Copy each of the records below word for word, leaving the pictures out of your answer.

(Image location labeling entries)
◆ ◆ ◆ ◆ ◆
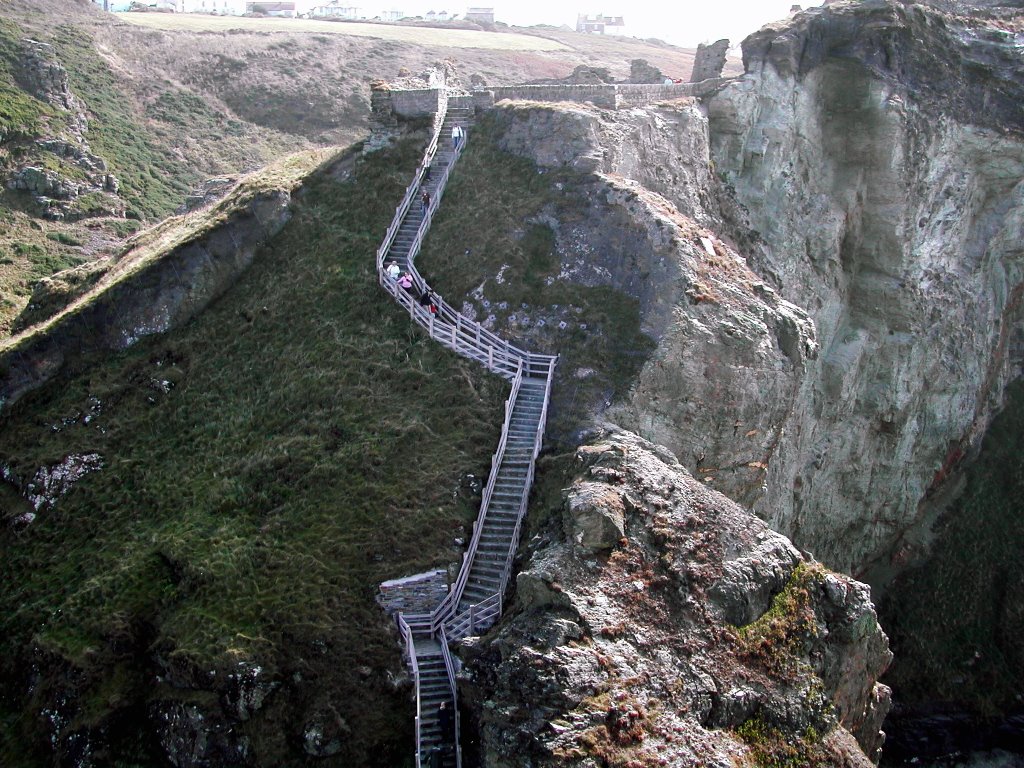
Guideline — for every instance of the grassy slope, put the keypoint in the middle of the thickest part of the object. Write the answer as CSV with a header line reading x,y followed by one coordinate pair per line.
x,y
956,622
310,446
426,36
170,108
495,203
158,138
◆ ◆ ◆ ◆ ◆
Answer for the task —
Guideline — for every instance of the grassy slope, put the keypoint in the middle of the thickest part of the object. Write the answer as CSV with a header line reading x,y followed by one coordinate pair per line.
x,y
956,622
310,446
426,36
170,108
495,203
158,138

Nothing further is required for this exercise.